WORK REQUIRED:
Retype the records that come next, word for word.

··· DATA TO USE ···

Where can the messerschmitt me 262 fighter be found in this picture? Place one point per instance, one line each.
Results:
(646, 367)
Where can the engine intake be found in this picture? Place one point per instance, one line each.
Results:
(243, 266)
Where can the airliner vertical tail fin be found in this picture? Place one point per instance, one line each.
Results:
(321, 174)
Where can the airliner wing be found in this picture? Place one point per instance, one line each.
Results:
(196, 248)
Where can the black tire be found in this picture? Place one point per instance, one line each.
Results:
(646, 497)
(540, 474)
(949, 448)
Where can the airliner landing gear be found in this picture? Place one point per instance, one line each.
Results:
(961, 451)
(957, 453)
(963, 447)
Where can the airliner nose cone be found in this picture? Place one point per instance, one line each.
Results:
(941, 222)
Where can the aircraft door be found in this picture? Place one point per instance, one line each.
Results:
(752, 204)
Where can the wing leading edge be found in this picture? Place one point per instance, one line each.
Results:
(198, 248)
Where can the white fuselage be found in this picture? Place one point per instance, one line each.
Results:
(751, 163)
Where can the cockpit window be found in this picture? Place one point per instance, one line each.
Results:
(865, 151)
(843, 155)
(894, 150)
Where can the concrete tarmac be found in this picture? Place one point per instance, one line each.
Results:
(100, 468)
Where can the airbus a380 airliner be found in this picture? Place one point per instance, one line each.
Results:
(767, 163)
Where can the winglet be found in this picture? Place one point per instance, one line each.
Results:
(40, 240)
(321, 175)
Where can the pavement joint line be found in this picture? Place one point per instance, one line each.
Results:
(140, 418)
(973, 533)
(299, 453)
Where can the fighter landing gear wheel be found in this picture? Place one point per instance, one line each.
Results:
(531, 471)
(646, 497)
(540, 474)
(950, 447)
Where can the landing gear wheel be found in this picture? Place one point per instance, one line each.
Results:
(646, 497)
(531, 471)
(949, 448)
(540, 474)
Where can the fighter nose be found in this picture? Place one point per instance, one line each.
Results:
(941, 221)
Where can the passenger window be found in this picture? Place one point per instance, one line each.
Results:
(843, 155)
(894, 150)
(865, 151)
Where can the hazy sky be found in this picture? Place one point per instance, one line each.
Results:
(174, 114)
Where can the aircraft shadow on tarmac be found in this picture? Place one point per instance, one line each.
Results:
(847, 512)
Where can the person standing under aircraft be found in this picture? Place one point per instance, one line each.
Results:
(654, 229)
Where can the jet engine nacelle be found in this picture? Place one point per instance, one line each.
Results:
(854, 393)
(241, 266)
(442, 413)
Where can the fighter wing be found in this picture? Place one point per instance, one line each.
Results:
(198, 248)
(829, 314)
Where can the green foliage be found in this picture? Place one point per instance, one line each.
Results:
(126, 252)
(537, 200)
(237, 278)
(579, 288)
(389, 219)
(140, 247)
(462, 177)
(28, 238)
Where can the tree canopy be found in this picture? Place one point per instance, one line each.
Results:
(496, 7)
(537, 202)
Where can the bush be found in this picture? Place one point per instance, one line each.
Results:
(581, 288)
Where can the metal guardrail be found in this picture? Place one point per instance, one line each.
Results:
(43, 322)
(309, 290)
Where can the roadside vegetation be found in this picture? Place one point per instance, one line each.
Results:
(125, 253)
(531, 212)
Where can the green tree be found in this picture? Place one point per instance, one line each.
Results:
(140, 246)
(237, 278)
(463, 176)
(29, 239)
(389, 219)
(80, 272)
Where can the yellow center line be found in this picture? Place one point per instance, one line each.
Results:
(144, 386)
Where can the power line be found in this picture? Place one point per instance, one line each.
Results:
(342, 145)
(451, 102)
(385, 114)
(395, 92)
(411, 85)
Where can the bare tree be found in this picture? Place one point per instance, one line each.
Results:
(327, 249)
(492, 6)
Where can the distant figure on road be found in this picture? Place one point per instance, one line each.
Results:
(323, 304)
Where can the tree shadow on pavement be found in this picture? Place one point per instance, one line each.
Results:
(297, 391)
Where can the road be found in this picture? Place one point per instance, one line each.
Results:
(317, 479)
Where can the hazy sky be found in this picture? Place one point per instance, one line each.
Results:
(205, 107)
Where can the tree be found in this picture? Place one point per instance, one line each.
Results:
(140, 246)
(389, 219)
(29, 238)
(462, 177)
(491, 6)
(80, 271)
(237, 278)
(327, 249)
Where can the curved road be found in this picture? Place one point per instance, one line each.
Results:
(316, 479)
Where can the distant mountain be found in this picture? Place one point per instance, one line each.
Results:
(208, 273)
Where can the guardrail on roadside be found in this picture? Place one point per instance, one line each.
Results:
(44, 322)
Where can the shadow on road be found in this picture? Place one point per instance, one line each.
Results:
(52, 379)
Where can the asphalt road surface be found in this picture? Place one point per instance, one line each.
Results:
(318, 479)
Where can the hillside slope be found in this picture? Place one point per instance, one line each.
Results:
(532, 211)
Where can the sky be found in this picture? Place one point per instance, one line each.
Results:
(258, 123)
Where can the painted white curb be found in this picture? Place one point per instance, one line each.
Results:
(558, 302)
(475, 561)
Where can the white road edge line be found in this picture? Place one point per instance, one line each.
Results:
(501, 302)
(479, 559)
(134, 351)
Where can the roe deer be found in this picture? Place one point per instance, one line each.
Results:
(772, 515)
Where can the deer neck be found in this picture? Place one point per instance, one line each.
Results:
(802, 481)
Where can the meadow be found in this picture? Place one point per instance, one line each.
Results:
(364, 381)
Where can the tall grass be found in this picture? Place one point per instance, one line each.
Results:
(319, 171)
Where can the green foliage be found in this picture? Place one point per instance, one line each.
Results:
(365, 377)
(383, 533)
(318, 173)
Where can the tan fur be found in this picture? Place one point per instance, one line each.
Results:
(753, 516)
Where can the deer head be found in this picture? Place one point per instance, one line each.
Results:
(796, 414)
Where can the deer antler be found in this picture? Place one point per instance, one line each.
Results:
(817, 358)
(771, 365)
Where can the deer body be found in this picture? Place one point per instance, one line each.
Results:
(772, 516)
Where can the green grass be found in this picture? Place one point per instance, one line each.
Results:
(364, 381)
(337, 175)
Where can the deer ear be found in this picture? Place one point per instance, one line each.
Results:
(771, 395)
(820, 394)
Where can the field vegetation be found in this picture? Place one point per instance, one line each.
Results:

···

COMPLETE ANSWER:
Where can the messerschmitt me 262 fighter be found in this picture? Place one point per instance, one line each.
Results:
(646, 367)
Where can the engine intake be found in this picture? Place one point per instance, one line each.
Results:
(243, 266)
Where can the airliner vertical tail fin be found in this picture? Place one point per instance, one line each.
Results:
(321, 174)
Where can the airliner wing be found in this picture? Place one point per instance, one line each.
Results:
(196, 248)
Where can the black tire be found in this picture? Place one point per instance, one line each.
Results:
(646, 497)
(540, 474)
(949, 448)
Where can the airliner landing gear be found in this picture? Place one point per instance, one line each.
Results:
(961, 451)
(957, 453)
(963, 447)
Where can the airliner nose cone be found in this picture? Place one point per instance, one line each.
Results:
(941, 222)
Where can the aircraft door be found in this picture? Place one point per instance, one line each.
Results:
(752, 204)
Where can the wing leading edge be found in this picture? Place one point per instance, one line each.
Results:
(198, 248)
Where can the white fuselage be found in this picture? Place one point per instance, one line each.
Results:
(751, 163)
Where can the cockpit window be found in this picture? Place one point per instance, one line each.
Results:
(865, 151)
(843, 155)
(894, 150)
Where can the concrete tarmac be found in this picture? Place one point per instance, one line each.
Results:
(100, 468)
Where can the airbus a380 airliner be found in this picture? Place one point per instance, one line each.
Results:
(767, 163)
Where can the winglet be found in this picture? Place one point per instance, one line each.
Results:
(40, 240)
(321, 175)
Where can the pavement joint line be found in this picture? Place one point per instance, one line each.
Results:
(140, 418)
(973, 533)
(299, 453)
Where can the fighter landing gear wheel be found in this picture? Place one point per instance, one line each.
Results:
(531, 471)
(646, 497)
(540, 474)
(950, 447)
Where can the landing gear wheel be found in this picture? Place one point per instance, one line each.
Results:
(646, 497)
(531, 471)
(949, 448)
(540, 474)
Where can the fighter nose be found in this picture? Place one point per instance, one line each.
Results:
(941, 221)
Where can the passenger window be found in this picture? Place one point per instance, one line each.
Results:
(843, 155)
(894, 150)
(865, 151)
Where can the hazy sky be found in this picture? Place one point per instance, one line each.
Results:
(174, 114)
Where can the aircraft shadow on tarmac be found in this picture? Place one point per instance, one line each.
Results:
(847, 512)
Where can the person standing under aircraft be found in this picture? Place one point per instance, one line each.
Results:
(654, 229)
Where can the jet engine nacelle be found in this picture? Place one point per instance, one line each.
Results:
(854, 393)
(241, 266)
(442, 413)
Where can the fighter wing be found in this picture? Place one point per instance, one line each.
Results:
(198, 248)
(829, 314)
Where can the green foliage be found in this picture? Place one point per instance, one line each.
Results:
(126, 252)
(537, 200)
(237, 278)
(579, 288)
(389, 219)
(140, 247)
(462, 177)
(28, 238)
Where can the tree canopy be found in this picture? Place one point per instance, one line each.
Results:
(496, 7)
(537, 202)
Where can the bush be found in this picture? Place one point per instance, one line each.
Results:
(581, 288)
Where can the metal guardrail be found in this picture? Place one point per instance, one line each.
Results:
(43, 322)
(309, 290)
Where can the roadside vegetation be found in this picture? Place one point per instance, one line each.
Results:
(125, 253)
(531, 212)
Where can the green tree be found in this picture? Place one point per instance, one line each.
Results:
(140, 246)
(237, 278)
(463, 176)
(29, 239)
(389, 219)
(80, 272)
Where can the yellow center line be found in this picture? Place one point per instance, one line each.
Results:
(144, 386)
Where can the power line be found in this picture? Place one point per instance, one line each.
Results:
(342, 145)
(451, 102)
(385, 114)
(395, 92)
(411, 85)
Where can the bare tree be found in this picture? Place one point per instance, one line each.
Results:
(327, 249)
(492, 6)
Where can the distant figure on road be found in this picture? Place one point per instance, one line each.
Results:
(323, 304)
Where can the tree shadow on pavement be found in this picture? Place one point per instance, one line each.
Results:
(297, 391)
Where can the road be found in this picture? Place one point per instance, one line each.
Results:
(317, 479)
Where can the hazy sky be found in this picture? Place one point per instance, one line each.
Results:
(205, 107)
Where can the tree be found in this picture? Place one point per instance, one line each.
Results:
(140, 246)
(389, 219)
(29, 238)
(462, 177)
(491, 6)
(80, 271)
(237, 278)
(327, 249)
Where can the curved road be found in this picture? Place one point per instance, one line each.
Results:
(316, 479)
Where can the distant mountain be found in this picture? Place one point per instance, one line each.
Results:
(208, 273)
Where can the guardrail on roadside be found in this picture? Place one point per instance, one line each.
Results:
(44, 322)
Where can the shadow on road be found in this picture? Place one point per instance, one line each.
Results:
(52, 379)
Where can the asphalt road surface be found in this picture? Place one point per instance, one line each.
Results:
(318, 479)
Where can the hillside slope be found in this picture? Place one point per instance, one line each.
Results:
(532, 211)
Where can the sky be found in this picture? Place one point per instance, one line each.
Results:
(258, 123)
Where can the painted white curb be found in this picture? Place one point per instance, one line each.
Results:
(558, 302)
(475, 561)
Where can the white road edge line be found in this picture? Place one point per instance, one line each.
Results:
(501, 302)
(479, 559)
(134, 351)
Where can the roe deer be found in this picture? Place one point per instance, one line each.
Results:
(772, 515)
Where can the deer neck be found in this picture? Place one point per instance, one line each.
Results:
(802, 481)
Where can the meadow be found in this picture? Place one point per instance, one line each.
Results:
(364, 381)
Where can the tall grass be found in this picture? Place one point per instance, one line each.
Results:
(319, 171)
Where can the green foliage be found in this picture? Place one point per instance, one line each.
Results:
(365, 377)
(383, 533)
(318, 173)
Where can the tan fur be found in this picture? Place one point per instance, one line each.
Results:
(753, 516)
Where can the deer head be found in this picture? Place one point per instance, one line each.
Results:
(796, 414)
Where can the deer antler be found in this picture? Place one point per instance, one line each.
Results:
(817, 358)
(771, 365)
Where can the deer body be found in this picture? Place one point per instance, one line each.
Results:
(772, 516)
Where can the green grass be found in this picture? Place one point per instance, one line each.
Results:
(364, 381)
(337, 175)
Where can the deer ear be found in this picture? Place one point per instance, one line each.
Results:
(771, 395)
(820, 394)
Where can the field vegetation be found in this picture? Place one point per instance, one line each.
Results:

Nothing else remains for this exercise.